▶ What is expected:
Copy the rows below word for word, leaving out the pictures.

▶ Source data:
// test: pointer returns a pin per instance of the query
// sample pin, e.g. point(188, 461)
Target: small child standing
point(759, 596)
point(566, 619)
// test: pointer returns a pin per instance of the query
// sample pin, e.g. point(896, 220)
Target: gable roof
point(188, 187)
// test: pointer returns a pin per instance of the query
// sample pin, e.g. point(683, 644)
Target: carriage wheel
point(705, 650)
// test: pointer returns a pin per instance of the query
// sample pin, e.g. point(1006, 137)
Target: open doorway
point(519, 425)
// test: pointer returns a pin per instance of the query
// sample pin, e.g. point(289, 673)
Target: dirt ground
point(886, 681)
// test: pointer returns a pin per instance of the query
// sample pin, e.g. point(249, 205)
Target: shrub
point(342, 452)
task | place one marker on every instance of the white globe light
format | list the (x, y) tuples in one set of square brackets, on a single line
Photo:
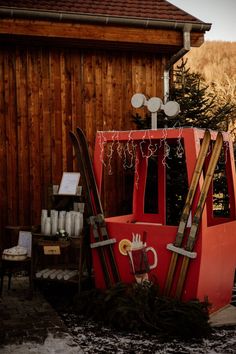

▶ Response to this task:
// test: pointer returns a pin per instance of the query
// sample pin, e.g. point(188, 461)
Target: small child standing
point(759, 596)
point(566, 619)
// test: pointer returns a pin per instance of the query
// sample pin, e.g. point(896, 220)
Target: gable roof
point(188, 187)
// test: pointer returns a pin per instance of the query
// sample pin, e.g. point(683, 644)
Target: carriage wheel
point(705, 650)
// test: pointer returns a pin per instance of the query
// sample pin, e.g. point(1006, 137)
Target: open doorway
point(519, 425)
// test: pointer returns a pin per instance of the query
// sample pin, e.g. point(289, 673)
Target: dirt ground
point(886, 681)
// test: pointer returns a pin per instance of the query
// sample pin, e.g. point(249, 205)
Target: shrub
point(342, 452)
task | place one marker on every instance of the white globe light
format | list the (x, y) tuples in one set of square brackets, on a single line
Photo:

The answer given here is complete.